DIRECTIVE: Extract everything from "Halting, squalling bursts" down to "suffocating and endless." in the music review below, copying it word for word.

After all the build-up of intensity, all the intentional and directed increase in depth and hostility, ‘Butcher’ is all hanging tension. A pause in a relentless attack on the Self juuuusst long enough to see outside and warn someone. "Don’t be a whore you could be screwing yourself", advice given from a position of intimate knowledge of a great darkness. The music never seems to resolve, solidifying the uncomfortable and unsettling feelings elicited by words like "you're in the wrong skin I don't recognise your smell" and "you're too close".

Halting, squalling bursts of feedback scream above a strangled, sluggish drone that sets the stage for the final catharsis of degradation. ‘Thug’ is confrontational and provocative in a sneering passive aggression. "Obedience pays if you use it right", but "the only real thing's misery"…..words finally breaking down into paroxysm and even a seven second fade out feels suffocating and endless.

DATASET:
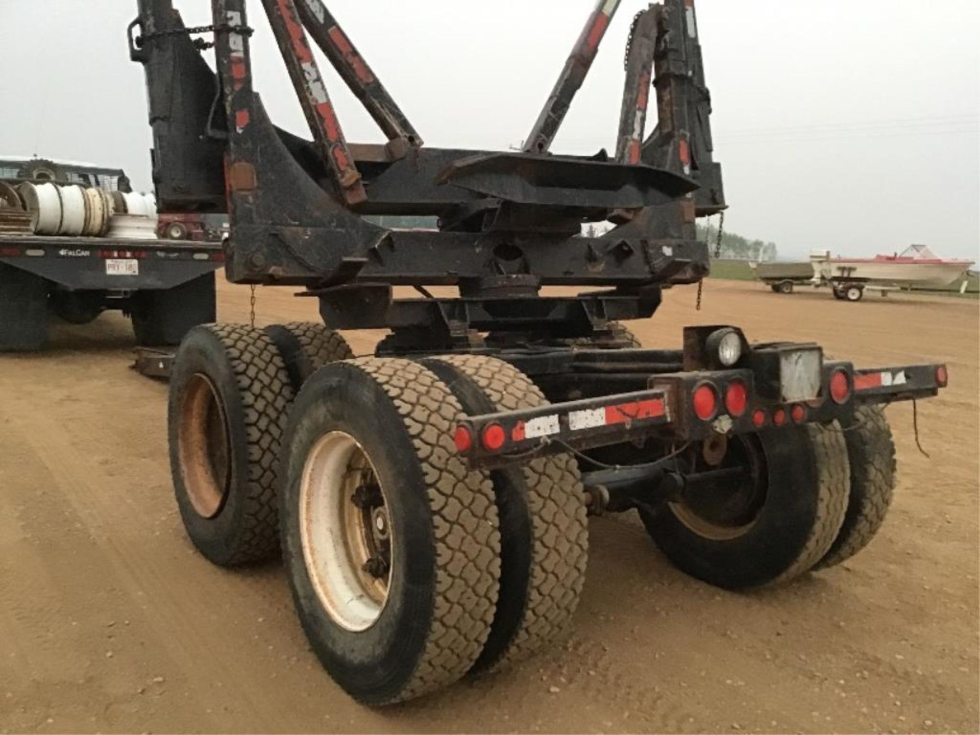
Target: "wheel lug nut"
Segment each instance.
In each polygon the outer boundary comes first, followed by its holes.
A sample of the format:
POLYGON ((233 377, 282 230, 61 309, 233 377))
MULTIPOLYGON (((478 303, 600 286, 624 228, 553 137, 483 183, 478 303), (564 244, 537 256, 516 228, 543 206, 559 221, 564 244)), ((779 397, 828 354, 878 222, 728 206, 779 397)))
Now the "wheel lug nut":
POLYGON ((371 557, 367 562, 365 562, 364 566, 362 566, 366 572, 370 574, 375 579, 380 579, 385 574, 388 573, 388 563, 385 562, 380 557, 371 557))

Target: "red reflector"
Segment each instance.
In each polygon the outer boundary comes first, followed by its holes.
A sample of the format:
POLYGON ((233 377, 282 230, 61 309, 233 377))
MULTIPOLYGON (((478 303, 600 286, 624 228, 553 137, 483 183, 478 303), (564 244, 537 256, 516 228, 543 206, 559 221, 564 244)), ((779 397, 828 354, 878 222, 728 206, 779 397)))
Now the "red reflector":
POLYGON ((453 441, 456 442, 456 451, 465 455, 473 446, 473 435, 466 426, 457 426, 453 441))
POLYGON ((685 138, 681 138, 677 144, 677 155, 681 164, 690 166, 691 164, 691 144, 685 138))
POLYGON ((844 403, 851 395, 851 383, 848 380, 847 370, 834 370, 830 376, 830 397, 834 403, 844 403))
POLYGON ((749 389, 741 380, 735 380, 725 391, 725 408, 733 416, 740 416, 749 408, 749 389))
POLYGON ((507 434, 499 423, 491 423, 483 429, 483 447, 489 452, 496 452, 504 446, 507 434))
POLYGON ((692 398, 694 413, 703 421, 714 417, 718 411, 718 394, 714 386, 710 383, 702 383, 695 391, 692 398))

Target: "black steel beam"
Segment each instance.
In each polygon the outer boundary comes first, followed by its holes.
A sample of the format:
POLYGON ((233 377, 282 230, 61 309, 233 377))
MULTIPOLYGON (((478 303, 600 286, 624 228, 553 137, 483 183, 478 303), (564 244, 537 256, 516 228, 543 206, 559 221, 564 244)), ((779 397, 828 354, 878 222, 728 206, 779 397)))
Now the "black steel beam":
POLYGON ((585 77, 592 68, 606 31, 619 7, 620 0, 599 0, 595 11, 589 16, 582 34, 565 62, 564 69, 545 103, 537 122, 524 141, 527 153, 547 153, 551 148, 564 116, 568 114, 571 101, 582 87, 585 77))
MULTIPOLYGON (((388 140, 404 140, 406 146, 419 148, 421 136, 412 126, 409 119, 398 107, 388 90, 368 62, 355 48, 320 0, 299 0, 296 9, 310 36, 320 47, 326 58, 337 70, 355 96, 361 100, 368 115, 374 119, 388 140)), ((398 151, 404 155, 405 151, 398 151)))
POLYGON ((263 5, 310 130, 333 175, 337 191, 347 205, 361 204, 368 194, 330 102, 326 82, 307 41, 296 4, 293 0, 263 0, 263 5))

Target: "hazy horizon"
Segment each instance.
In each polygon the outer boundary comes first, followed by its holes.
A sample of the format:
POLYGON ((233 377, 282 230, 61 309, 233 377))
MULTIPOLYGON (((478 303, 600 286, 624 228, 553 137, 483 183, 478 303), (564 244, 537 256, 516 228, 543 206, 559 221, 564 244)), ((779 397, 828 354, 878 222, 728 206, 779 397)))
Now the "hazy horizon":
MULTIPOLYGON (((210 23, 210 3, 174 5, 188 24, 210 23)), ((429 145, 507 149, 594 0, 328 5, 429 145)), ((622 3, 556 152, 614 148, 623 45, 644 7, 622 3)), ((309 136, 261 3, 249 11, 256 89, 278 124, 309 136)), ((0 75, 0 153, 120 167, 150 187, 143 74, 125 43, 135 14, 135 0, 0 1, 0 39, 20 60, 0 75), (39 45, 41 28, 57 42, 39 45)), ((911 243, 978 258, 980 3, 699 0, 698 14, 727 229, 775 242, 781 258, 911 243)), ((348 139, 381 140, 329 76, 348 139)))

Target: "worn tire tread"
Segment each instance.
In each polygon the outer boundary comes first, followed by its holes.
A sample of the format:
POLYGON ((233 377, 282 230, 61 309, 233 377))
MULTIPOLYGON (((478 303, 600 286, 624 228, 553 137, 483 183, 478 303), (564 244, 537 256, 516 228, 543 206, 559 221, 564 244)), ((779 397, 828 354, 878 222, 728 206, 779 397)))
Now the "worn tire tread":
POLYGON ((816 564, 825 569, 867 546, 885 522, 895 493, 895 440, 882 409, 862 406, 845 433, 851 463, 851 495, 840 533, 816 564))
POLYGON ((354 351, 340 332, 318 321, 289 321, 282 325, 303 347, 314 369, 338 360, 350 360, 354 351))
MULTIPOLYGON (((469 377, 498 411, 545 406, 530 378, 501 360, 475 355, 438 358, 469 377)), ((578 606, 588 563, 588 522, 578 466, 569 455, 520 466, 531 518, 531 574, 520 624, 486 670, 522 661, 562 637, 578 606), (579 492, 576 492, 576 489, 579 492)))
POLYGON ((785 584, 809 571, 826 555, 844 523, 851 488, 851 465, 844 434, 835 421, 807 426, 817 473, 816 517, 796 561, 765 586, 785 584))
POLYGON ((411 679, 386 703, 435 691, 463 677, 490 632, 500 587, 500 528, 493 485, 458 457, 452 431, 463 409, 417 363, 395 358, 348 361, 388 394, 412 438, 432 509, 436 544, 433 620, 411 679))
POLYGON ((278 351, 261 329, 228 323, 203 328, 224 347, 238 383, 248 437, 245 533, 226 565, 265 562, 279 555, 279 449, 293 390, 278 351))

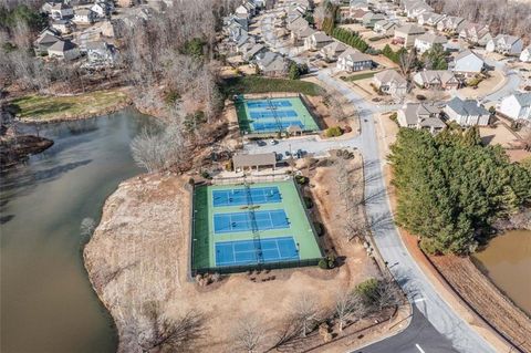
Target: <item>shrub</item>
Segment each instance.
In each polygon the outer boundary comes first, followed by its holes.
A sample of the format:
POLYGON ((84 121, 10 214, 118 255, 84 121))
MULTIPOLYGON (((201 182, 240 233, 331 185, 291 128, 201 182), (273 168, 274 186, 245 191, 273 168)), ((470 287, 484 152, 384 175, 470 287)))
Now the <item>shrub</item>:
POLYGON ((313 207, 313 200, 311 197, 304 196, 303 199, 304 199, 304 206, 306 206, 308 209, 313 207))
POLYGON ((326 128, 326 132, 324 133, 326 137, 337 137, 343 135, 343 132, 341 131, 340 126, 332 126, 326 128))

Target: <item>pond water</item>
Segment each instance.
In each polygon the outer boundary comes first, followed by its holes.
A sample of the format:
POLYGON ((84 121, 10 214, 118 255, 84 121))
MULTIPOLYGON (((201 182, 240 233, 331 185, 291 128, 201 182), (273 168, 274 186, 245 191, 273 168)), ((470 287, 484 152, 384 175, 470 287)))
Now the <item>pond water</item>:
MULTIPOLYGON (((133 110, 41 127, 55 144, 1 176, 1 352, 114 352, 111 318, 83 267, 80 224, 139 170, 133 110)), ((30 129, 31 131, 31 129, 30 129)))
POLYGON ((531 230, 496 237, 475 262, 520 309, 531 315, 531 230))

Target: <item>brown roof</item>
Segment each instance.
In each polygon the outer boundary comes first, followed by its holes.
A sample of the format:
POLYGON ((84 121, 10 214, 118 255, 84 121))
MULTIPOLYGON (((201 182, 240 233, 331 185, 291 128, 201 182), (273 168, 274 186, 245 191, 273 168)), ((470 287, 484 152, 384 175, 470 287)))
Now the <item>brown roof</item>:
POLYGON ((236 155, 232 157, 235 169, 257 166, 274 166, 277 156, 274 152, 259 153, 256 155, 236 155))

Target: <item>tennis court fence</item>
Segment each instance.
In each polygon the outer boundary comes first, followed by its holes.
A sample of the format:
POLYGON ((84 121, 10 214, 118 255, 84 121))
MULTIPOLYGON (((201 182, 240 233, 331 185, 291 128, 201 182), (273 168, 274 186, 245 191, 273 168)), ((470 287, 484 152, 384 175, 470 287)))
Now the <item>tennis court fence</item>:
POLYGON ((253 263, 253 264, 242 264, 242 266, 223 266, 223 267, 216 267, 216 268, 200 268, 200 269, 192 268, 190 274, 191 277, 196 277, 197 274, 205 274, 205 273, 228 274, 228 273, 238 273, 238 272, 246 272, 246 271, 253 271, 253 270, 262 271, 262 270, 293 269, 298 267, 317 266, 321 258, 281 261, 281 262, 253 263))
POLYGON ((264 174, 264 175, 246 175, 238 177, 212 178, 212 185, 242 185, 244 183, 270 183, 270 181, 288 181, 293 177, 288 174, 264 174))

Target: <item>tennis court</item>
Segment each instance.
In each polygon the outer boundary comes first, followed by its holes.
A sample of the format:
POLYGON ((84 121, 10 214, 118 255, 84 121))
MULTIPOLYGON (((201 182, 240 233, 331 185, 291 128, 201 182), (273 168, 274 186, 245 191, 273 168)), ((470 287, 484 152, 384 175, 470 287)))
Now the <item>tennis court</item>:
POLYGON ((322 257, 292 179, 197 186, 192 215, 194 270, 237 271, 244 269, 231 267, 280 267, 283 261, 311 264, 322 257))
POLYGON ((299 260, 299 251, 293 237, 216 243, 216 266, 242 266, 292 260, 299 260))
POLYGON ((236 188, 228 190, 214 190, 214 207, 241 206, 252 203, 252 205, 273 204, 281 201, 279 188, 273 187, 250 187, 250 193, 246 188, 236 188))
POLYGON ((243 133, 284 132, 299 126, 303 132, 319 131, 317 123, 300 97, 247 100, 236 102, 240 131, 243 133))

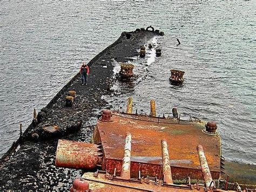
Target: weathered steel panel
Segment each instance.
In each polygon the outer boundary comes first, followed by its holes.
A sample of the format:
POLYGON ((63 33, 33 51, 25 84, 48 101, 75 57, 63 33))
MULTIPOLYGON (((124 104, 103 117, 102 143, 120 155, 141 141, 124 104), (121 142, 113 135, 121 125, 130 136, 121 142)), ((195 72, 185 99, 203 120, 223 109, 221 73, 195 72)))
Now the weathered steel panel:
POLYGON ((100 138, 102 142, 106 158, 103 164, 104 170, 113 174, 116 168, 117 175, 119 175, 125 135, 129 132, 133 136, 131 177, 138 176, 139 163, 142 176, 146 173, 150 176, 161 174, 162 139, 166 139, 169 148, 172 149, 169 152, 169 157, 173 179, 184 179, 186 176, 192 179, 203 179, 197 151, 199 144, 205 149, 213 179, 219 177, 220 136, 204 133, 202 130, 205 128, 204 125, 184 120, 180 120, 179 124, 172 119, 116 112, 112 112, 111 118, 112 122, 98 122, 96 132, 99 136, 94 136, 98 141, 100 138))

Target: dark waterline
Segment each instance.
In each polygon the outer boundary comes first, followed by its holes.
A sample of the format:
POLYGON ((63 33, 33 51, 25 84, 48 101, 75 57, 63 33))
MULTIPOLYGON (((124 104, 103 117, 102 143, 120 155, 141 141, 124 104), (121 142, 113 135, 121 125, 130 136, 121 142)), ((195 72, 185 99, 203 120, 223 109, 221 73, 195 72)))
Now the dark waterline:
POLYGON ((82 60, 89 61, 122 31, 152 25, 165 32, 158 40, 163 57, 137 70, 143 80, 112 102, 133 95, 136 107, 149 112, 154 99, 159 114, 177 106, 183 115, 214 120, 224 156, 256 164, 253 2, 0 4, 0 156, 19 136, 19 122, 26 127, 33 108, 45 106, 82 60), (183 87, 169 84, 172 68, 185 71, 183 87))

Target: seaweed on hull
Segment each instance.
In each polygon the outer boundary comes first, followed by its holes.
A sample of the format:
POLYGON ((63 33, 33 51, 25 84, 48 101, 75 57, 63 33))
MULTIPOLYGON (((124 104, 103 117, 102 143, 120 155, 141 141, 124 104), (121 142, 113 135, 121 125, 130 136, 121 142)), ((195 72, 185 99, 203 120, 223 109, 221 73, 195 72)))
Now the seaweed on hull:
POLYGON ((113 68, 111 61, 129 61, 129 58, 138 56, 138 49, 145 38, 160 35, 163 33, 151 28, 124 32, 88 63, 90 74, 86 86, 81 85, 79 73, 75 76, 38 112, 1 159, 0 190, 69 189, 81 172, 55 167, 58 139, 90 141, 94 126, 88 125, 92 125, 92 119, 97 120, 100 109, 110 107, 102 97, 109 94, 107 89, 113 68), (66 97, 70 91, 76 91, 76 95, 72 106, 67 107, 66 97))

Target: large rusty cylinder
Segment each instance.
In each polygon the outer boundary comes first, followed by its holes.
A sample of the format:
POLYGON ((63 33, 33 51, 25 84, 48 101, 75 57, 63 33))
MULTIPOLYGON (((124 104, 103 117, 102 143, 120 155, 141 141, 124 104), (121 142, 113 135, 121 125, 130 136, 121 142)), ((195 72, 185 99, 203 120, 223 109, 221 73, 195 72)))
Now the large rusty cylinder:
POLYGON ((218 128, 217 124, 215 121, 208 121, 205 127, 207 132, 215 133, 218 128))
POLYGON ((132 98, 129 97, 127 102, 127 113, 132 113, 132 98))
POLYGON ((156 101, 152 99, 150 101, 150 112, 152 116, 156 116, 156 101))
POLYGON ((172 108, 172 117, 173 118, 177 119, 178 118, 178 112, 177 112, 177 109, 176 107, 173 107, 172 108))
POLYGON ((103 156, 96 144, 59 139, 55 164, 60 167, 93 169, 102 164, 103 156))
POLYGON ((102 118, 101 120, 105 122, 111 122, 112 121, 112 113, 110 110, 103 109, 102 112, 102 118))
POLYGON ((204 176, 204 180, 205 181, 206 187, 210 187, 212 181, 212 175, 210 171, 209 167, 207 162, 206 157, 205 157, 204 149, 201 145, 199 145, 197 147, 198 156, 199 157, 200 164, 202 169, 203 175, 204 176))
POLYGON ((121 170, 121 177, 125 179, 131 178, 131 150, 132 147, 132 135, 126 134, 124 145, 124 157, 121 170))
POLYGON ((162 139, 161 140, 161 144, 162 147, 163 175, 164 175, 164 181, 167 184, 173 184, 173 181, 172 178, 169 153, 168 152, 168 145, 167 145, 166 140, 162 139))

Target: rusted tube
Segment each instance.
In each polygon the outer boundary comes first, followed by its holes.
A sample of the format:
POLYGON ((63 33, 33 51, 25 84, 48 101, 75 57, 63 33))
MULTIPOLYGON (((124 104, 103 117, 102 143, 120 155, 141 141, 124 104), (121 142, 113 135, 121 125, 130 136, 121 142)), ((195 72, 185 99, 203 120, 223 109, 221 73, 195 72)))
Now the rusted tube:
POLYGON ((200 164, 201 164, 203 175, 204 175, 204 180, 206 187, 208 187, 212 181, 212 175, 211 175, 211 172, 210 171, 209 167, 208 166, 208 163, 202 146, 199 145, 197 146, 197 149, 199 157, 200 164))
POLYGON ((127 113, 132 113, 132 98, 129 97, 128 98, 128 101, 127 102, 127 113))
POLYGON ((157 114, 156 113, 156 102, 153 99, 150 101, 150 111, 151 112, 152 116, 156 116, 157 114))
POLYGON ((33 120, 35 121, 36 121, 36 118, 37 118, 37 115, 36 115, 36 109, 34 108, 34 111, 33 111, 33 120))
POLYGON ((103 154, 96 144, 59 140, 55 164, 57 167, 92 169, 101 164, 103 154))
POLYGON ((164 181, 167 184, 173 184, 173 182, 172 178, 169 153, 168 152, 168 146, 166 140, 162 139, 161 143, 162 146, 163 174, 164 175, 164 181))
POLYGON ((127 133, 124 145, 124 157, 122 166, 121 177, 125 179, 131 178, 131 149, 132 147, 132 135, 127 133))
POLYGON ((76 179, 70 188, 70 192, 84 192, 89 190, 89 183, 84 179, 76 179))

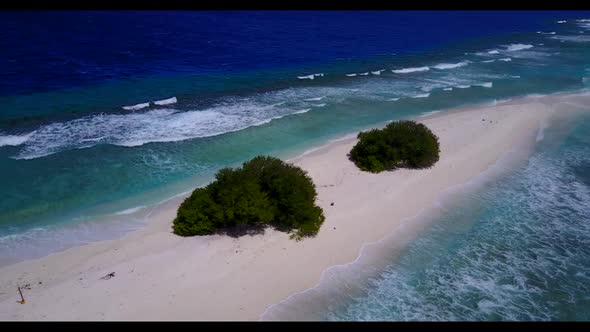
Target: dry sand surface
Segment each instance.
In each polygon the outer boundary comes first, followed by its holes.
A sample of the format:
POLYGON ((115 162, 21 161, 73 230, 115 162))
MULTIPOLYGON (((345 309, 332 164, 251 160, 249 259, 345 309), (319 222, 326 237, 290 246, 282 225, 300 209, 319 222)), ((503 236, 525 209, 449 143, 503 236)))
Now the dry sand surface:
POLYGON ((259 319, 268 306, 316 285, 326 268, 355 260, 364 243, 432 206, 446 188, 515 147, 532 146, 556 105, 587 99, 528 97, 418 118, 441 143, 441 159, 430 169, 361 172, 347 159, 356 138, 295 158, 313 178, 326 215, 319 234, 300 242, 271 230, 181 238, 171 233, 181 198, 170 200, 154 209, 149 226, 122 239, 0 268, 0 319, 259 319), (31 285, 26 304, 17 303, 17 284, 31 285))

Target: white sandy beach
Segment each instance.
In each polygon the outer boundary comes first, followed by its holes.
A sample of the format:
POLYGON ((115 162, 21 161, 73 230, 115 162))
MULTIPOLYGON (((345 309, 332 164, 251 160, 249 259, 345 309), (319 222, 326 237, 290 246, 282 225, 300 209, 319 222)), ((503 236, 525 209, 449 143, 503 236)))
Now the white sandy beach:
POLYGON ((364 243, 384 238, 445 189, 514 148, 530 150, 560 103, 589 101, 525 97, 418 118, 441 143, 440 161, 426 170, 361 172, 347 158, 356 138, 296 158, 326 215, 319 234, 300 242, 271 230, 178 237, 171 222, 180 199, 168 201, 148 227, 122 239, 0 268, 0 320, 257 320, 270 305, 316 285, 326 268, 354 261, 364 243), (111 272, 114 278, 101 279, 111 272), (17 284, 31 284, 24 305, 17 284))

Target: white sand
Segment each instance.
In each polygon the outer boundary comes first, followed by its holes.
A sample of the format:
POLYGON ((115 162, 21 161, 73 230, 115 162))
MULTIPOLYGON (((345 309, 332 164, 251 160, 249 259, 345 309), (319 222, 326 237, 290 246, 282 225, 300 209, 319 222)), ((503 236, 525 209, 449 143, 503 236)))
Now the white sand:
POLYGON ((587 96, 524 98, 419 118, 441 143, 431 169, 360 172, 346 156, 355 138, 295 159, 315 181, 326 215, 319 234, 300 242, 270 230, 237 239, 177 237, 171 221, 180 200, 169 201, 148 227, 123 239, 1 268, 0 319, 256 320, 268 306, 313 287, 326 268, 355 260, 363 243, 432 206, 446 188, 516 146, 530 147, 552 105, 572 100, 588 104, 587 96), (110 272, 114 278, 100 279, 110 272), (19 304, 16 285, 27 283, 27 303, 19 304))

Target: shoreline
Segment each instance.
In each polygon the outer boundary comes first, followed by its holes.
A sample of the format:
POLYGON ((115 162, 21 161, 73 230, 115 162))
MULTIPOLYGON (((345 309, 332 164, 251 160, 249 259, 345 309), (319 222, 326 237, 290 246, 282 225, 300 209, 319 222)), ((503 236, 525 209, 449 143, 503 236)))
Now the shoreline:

EXERCISE OUTPUT:
Halting, squalling bursts of feedback scream above a strangled, sluggish drone that sets the stage for the final catharsis of degradation. ‘Thug’ is confrontational and provocative in a sneering passive aggression. "Obedience pays if you use it right", but "the only real thing's misery"…..words finally breaking down into paroxysm and even a seven second fade out feels suffocating and endless.